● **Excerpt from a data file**
# # # # # # #

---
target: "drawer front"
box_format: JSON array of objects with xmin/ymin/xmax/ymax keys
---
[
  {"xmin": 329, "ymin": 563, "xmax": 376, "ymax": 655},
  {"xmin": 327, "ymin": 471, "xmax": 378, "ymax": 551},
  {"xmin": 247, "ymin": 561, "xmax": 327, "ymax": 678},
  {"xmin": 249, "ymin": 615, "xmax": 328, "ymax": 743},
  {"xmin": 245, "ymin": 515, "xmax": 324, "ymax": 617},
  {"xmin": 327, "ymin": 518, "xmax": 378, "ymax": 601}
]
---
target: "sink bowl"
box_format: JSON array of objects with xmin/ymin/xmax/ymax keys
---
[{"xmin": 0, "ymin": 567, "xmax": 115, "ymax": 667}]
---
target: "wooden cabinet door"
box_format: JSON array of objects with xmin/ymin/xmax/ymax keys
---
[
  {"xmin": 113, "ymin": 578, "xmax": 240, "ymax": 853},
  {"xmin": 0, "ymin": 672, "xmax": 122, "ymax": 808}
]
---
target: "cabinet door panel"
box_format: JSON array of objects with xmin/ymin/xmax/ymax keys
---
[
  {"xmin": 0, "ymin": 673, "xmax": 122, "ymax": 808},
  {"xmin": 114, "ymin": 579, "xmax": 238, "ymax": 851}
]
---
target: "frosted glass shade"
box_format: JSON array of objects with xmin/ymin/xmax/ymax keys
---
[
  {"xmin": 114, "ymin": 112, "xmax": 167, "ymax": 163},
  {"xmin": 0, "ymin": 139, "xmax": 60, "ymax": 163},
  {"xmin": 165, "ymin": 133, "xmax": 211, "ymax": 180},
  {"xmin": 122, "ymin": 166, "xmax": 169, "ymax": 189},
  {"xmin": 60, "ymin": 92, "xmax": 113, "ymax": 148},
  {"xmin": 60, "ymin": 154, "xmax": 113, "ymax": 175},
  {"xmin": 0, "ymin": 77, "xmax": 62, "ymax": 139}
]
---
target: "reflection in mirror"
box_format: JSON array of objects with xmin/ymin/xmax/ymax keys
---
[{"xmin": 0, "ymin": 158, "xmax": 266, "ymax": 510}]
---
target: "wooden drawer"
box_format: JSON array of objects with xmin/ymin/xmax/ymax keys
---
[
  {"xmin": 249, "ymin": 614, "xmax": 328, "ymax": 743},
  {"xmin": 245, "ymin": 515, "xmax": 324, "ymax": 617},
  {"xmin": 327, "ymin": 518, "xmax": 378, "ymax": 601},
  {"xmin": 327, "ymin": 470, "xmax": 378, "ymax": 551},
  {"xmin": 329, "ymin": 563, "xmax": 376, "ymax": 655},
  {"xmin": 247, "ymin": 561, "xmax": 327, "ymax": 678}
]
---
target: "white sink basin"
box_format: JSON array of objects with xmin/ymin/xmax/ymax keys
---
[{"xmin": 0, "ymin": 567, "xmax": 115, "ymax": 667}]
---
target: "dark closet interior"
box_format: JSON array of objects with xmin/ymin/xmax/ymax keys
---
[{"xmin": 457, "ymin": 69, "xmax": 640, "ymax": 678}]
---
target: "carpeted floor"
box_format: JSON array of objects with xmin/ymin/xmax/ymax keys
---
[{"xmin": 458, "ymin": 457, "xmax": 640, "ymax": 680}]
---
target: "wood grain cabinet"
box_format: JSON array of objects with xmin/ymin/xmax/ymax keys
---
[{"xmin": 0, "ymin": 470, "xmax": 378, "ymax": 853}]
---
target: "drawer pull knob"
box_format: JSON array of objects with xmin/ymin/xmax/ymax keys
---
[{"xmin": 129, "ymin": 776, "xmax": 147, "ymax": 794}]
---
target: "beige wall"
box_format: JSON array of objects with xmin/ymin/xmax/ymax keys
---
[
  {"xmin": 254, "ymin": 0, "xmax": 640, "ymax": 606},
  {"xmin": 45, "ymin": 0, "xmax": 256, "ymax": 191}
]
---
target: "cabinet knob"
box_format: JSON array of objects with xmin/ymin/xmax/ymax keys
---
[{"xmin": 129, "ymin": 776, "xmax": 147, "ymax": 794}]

# # # # # # #

● **EXERCISE GOAL**
Pick out each line of the data above that contains the word "drawer", and copy those lines.

● **EXERCISE SOLUTION**
target: "drawer front"
target: "wooden drawer"
target: "drawer pull knob"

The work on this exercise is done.